▶ [What you need to do]
- 1) Set down the stretch of the essay passage from "That’s obviously very" through "observed and expressive.", copied word for word.
- 2) According to the essay passage, which kind of game did the teachers' notes give as being for both girls and boys?
- 3) Say whether each statement agrees with the essay passage, answering yes or no and quoting the words that decide it: (a) The four-year-old has already had her first RSE lesson. (b) Holly Math Nerd's full review of the novella can be read without a paywall. (c) The writer of the typical review that is quoted is polyamorous.

That’s obviously very useful for a movement that seeks to suggest we are women if we have long hair and breasts, and men if we have short hair and no breasts. But the nastiness of this style goes further. It claims to be motivated by a desire to be diverse and inclusive, but it seeks to achieve that not by portraying individual exemplars of the human condition – pain, imperfection, overcoming, suffering, courage, joy and so on – but by being stereotyped and non-specific. Good art isn’t generalities, it’s keenly observed and expressive. 

This style seems more sinister when you realise how easy it is to use to draw unhealthy or unnatural body types. Enormously obese people, missing limbs, mastectomy scars – everyone looks equally inexpressive and unreal. It’s one thing to try to avoid stigmatising people whose bodies fall short of some Platonic ideal, quite another to paint out all struggle and suffering. This style isn’t merely inhuman, it’s anti-human. 

The same happens with writing. I’m going to take as an example a review by Substacker Holly Math Nerd of a novella called “Their Troublesome Crush” by Xan West (the full review is behind a paywall).

Here’s the blurb for the book: 

In this queer polyamorous m/f romance novella, two metamours [this means people who sleep with the same person] realize they have crushes on each other while planning their shared partner's birthday party together. Ernest, a Jewish autistic demiromantic queer fat trans man submissive, and Nora, a Jewish disabled queer fat femme cis woman switch, have to contend with an age gap, a desire not to mess up their lovely polyamorous dynamic as metamours, the fact that Ernest has never been attracted to a cis person before, and the reality that they are romantically attracted to each other, all while planning their dominant’s birthday party and trying to do a really good job.

I looked up reviews; this one was typical.

“This book was chock-full of representation, and it was honestly such a treat. I’m personally not kinky or polyamorous, so if you are, this book will likely work even better for you than it did for me. But I am queer and autistic, and I specifically really loved the autism rep. It made me feel very safe and very seen. Of course the queer rep was great as well, but I just don’t get to see good autism rep very often, so this means a lot to me.”

As the reviewer Holly – who has several serious medical conditions – says: “When I choose to give a character of my creation part of the complexity I know well from living in my physical body or paying attention to others who deal with their own physical challenges, I am attempting to make the character more fully realized.” “Their Troublesome Crush” isn’t that. It’s the opposite. Its characters are stereotypes, and deeply unpleasant with it.


I think we’re all aware of what is happening in education because of these ideas. But I’ll just give one example. 

A friend has a four-year-old who has just started school. She’s already had her first RSE (relationships and sex education) lesson. It involved the teacher asking the children to think about which games and toys are for girls, which games and toys are for boys, and which games and toys are for neither. The teachers’ notes have the obvious examples of dolls for girls, trucks for boys – and it says things like board games are for both. When my friend asked the teacher about the lesson, she was told it was about “inclusivity” because the kids were supposed to discover that there are toys everyone is allowed to play with.

▶ [Records supplied]

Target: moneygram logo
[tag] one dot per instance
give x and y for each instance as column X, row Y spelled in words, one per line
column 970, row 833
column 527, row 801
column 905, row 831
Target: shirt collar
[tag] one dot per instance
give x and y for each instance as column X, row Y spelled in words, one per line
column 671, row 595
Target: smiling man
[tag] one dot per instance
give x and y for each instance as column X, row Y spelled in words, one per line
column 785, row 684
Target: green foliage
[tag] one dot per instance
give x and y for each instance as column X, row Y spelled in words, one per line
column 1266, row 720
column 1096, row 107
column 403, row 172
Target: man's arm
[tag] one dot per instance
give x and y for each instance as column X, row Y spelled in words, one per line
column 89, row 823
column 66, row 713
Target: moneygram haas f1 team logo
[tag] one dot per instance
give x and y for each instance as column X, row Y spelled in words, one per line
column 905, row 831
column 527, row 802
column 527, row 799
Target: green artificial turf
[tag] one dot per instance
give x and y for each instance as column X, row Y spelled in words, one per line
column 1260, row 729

▶ [Answers provided]
- 1)
That’s obviously very useful for a movement that seeks to suggest we are women if we have long hair and breasts, and men if we have short hair and no breasts. But the nastiness of this style goes further. It claims to be motivated by a desire to be diverse and inclusive, but it seeks to achieve that not by portraying individual exemplars of the human condition – pain, imperfection, overcoming, suffering, courage, joy and so on – but by being stereotyped and non-specific. Good art isn’t generalities, it’s keenly observed and expressive.

- 2) Board games.

- 3)
(a) Yes: "She’s already had her first RSE (relationships and sex education) lesson."
(b) No: "the full review is behind a paywall"
(c) No: "I’m personally not kinky or polyamorous"